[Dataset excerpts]
=-=-=-=-=

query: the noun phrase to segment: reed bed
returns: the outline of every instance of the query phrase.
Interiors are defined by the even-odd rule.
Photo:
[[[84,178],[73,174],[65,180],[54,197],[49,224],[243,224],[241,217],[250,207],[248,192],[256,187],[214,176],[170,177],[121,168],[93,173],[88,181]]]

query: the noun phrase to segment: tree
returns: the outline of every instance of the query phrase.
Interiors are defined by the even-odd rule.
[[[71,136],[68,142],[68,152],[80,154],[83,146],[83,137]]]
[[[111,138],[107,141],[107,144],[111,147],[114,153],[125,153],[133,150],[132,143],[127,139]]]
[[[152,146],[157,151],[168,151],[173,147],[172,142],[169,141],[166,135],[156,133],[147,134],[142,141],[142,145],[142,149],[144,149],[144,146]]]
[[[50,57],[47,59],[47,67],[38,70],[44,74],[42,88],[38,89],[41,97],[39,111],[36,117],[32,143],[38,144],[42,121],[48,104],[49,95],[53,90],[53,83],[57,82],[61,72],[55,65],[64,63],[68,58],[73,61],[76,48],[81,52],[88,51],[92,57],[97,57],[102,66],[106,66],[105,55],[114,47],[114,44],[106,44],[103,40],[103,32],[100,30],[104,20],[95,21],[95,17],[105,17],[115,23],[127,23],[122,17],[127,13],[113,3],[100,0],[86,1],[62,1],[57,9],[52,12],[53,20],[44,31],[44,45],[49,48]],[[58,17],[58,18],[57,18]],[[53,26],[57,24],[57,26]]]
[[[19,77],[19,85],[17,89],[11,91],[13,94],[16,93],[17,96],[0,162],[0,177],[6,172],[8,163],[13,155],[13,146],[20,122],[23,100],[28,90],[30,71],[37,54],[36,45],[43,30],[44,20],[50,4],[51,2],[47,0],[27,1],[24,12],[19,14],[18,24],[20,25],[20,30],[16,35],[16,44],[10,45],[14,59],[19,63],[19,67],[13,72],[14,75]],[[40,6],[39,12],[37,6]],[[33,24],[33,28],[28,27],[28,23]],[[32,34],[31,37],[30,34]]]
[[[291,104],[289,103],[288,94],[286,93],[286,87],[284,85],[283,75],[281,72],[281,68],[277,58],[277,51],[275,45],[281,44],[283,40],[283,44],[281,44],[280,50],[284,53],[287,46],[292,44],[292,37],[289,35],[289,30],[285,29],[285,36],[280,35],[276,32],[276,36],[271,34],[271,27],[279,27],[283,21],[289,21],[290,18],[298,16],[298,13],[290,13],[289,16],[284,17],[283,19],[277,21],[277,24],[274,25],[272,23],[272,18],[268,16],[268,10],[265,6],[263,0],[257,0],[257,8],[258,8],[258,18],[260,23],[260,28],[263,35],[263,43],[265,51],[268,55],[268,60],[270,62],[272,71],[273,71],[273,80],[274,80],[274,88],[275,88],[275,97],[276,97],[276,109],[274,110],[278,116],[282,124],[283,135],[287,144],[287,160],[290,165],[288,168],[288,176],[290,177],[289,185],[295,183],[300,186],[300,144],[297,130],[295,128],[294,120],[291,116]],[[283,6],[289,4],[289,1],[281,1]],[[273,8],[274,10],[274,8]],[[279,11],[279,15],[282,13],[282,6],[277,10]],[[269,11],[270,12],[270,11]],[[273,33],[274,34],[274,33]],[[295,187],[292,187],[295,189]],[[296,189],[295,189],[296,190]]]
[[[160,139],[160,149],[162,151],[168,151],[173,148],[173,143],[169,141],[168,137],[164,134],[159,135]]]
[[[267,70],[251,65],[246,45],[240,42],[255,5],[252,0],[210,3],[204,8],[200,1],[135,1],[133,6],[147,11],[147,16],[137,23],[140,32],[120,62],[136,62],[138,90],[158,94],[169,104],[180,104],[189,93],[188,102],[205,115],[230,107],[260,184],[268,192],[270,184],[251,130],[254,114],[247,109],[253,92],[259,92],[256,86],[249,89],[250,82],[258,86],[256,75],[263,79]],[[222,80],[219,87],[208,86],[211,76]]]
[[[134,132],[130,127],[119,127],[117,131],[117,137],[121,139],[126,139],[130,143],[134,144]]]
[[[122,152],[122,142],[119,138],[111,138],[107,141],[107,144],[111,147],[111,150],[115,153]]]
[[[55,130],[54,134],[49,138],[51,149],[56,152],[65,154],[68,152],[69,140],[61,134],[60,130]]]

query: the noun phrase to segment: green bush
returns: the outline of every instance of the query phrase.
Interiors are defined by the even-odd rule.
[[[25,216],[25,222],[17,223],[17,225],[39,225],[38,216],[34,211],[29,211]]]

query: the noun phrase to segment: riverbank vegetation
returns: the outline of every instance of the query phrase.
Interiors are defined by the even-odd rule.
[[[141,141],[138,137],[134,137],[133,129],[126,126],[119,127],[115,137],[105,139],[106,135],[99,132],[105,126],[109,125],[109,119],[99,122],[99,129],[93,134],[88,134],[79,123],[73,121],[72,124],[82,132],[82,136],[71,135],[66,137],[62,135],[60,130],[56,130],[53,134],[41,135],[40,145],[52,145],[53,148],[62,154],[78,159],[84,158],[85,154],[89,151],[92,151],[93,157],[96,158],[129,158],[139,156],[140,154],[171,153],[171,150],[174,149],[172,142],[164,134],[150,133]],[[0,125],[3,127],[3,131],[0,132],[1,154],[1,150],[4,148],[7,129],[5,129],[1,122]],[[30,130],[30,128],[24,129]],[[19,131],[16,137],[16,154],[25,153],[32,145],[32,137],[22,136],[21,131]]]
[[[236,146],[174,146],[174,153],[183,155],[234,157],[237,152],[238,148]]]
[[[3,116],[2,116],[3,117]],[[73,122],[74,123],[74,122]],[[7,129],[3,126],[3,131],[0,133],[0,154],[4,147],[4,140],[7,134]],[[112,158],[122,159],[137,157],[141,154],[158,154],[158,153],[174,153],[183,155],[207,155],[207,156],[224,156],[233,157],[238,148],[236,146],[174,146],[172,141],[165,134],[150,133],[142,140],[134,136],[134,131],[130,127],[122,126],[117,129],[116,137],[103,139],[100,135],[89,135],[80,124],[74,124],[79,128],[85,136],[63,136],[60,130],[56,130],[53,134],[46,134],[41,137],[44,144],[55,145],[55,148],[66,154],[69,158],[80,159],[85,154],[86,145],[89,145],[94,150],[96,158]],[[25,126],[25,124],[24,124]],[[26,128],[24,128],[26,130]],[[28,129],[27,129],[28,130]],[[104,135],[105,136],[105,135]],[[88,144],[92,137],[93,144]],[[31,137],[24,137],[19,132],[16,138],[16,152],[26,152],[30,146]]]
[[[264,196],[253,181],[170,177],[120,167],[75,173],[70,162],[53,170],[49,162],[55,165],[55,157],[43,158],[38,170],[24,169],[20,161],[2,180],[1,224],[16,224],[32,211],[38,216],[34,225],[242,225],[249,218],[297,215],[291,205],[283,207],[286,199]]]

=-=-=-=-=

* What you should do
Please output each entry above exactly, leaving nothing out.

* Task output
query: the noun phrase to segment: reed bed
returns: the outline of every instance of the query phrase.
Interiors are defined by the even-odd rule.
Photo:
[[[84,178],[73,174],[65,180],[54,197],[49,224],[243,224],[241,217],[250,207],[248,192],[256,187],[214,176],[170,177],[121,168],[93,173],[88,181]]]

query: the noun phrase to segment: tree
returns: the outline of every instance of the query phrase.
Interiors are defined by the even-odd rule.
[[[71,136],[68,142],[68,152],[80,154],[83,146],[83,137]]]
[[[111,138],[107,141],[107,144],[111,147],[114,153],[125,153],[133,150],[132,143],[127,139]]]
[[[152,146],[157,151],[168,151],[173,147],[172,142],[169,141],[166,135],[156,133],[147,134],[142,141],[142,145],[142,149],[144,149],[144,146]]]
[[[50,57],[47,59],[47,67],[38,70],[44,74],[42,88],[38,89],[41,97],[39,111],[36,117],[32,143],[38,144],[42,121],[48,104],[49,95],[53,90],[53,83],[57,82],[61,72],[55,65],[64,63],[68,58],[73,61],[76,48],[81,52],[88,51],[92,57],[97,57],[102,66],[106,66],[105,55],[114,47],[114,44],[106,44],[103,40],[103,32],[100,30],[104,20],[95,21],[95,17],[105,17],[115,23],[127,23],[122,17],[127,13],[113,3],[100,0],[86,1],[62,1],[57,9],[52,12],[53,20],[44,31],[44,45],[49,48]],[[58,17],[58,18],[57,18]],[[53,26],[57,24],[57,26]]]
[[[19,77],[19,85],[17,89],[11,91],[13,94],[16,93],[17,96],[0,162],[0,177],[6,172],[8,163],[13,155],[13,146],[20,122],[23,100],[28,90],[30,71],[37,54],[36,45],[43,30],[44,20],[50,4],[51,2],[47,0],[27,1],[24,12],[19,14],[18,24],[20,25],[20,30],[16,35],[16,44],[10,45],[14,59],[19,63],[19,67],[13,72],[14,75]],[[40,6],[39,12],[37,6]],[[33,24],[33,28],[28,27],[28,23]],[[32,34],[31,37],[30,34]]]
[[[291,104],[289,103],[288,94],[286,93],[286,87],[284,85],[283,75],[281,72],[281,68],[277,58],[277,51],[275,45],[281,44],[283,40],[283,44],[281,44],[280,50],[284,53],[287,46],[292,44],[292,37],[289,35],[289,30],[285,29],[285,36],[280,35],[276,32],[276,36],[271,34],[271,27],[279,27],[283,21],[289,21],[290,18],[298,16],[298,13],[290,13],[289,16],[284,17],[283,19],[277,21],[277,24],[274,25],[272,23],[272,18],[268,16],[268,10],[265,6],[263,0],[257,0],[257,8],[258,8],[258,18],[260,23],[260,28],[263,35],[263,43],[265,51],[268,55],[268,60],[270,62],[272,71],[273,71],[273,80],[274,80],[274,88],[275,88],[275,97],[276,97],[276,109],[274,110],[278,116],[282,124],[283,135],[287,144],[287,160],[290,165],[288,168],[288,176],[290,177],[289,185],[295,183],[300,186],[300,144],[297,130],[295,128],[294,120],[291,116]],[[283,6],[289,4],[289,1],[281,1]],[[273,8],[274,10],[274,8]],[[279,11],[279,15],[282,13],[282,6],[277,10]],[[269,11],[270,12],[270,11]],[[273,33],[274,34],[274,33]],[[295,187],[292,187],[295,189]],[[296,189],[295,189],[296,190]]]
[[[160,139],[160,149],[162,151],[168,151],[173,148],[173,143],[169,141],[168,137],[164,134],[159,135]]]
[[[267,70],[251,65],[246,45],[240,42],[255,5],[252,0],[210,3],[204,8],[200,1],[135,1],[133,6],[147,11],[147,16],[137,23],[140,32],[120,62],[136,62],[138,90],[158,94],[169,104],[180,104],[189,93],[188,102],[205,115],[230,107],[260,184],[268,192],[270,184],[251,130],[254,114],[247,109],[253,92],[259,92],[256,86],[249,89],[250,82],[258,86],[256,75],[263,79]],[[222,80],[219,87],[208,86],[211,76]]]
[[[134,132],[130,127],[119,127],[117,131],[117,137],[121,139],[126,139],[130,143],[134,144]]]
[[[122,152],[122,142],[119,138],[111,138],[107,141],[107,144],[111,147],[111,150],[115,153]]]
[[[55,130],[54,134],[49,138],[51,149],[56,152],[65,154],[68,152],[69,140],[61,134],[60,130]]]

query: the noun phrase to segment: green bush
returns: the outline of every instance of the query phrase.
Interiors are defined by the even-odd rule.
[[[25,216],[25,222],[17,223],[17,225],[39,225],[38,216],[34,211],[29,211]]]

query: the noun phrase to segment: riverbank vegetation
returns: the outline of every instance of the query phrase.
Interiors are defined by the even-odd rule.
[[[141,141],[138,137],[134,137],[133,129],[126,126],[119,127],[115,137],[105,139],[106,135],[99,132],[105,126],[109,125],[109,119],[99,122],[99,129],[93,134],[88,134],[79,123],[73,121],[72,124],[82,132],[82,136],[71,135],[66,137],[62,135],[60,130],[56,130],[53,134],[41,135],[40,145],[52,145],[53,148],[62,154],[78,159],[84,158],[85,154],[89,151],[92,151],[93,157],[96,158],[129,158],[139,156],[140,154],[171,153],[171,150],[174,149],[172,142],[164,134],[150,133]],[[0,125],[3,127],[3,131],[0,132],[1,154],[1,150],[4,148],[7,129],[5,129],[1,122]],[[30,130],[30,128],[24,129]],[[19,131],[16,137],[16,154],[25,153],[32,145],[32,137],[22,136],[21,131]]]
[[[236,146],[174,146],[174,153],[183,155],[234,157],[237,152],[238,148]]]
[[[3,116],[2,116],[3,117]],[[73,122],[74,123],[74,122]],[[7,129],[3,126],[3,131],[0,133],[0,154],[4,147],[4,140],[7,134]],[[112,158],[122,159],[137,157],[141,154],[158,154],[158,153],[174,153],[183,155],[207,155],[207,156],[224,156],[233,157],[238,148],[236,146],[174,146],[172,141],[165,134],[150,133],[142,140],[134,136],[134,131],[130,127],[122,126],[117,129],[116,137],[103,139],[100,135],[89,135],[80,124],[74,124],[79,128],[85,136],[63,136],[60,130],[56,130],[53,134],[46,134],[41,137],[44,144],[55,145],[55,148],[66,154],[69,158],[80,159],[85,154],[86,145],[89,145],[94,150],[96,158]],[[25,126],[25,124],[24,124]],[[26,128],[24,128],[26,130]],[[28,129],[27,129],[28,130]],[[104,135],[105,136],[105,135]],[[88,144],[92,137],[93,144]],[[31,137],[24,137],[19,132],[16,138],[16,152],[26,152],[30,146]]]
[[[264,196],[253,181],[170,177],[120,167],[75,173],[70,162],[53,170],[49,162],[55,165],[55,157],[43,158],[38,170],[24,169],[20,161],[2,180],[1,224],[16,224],[32,211],[38,216],[34,225],[242,225],[249,218],[297,215],[291,205],[283,207],[286,199]]]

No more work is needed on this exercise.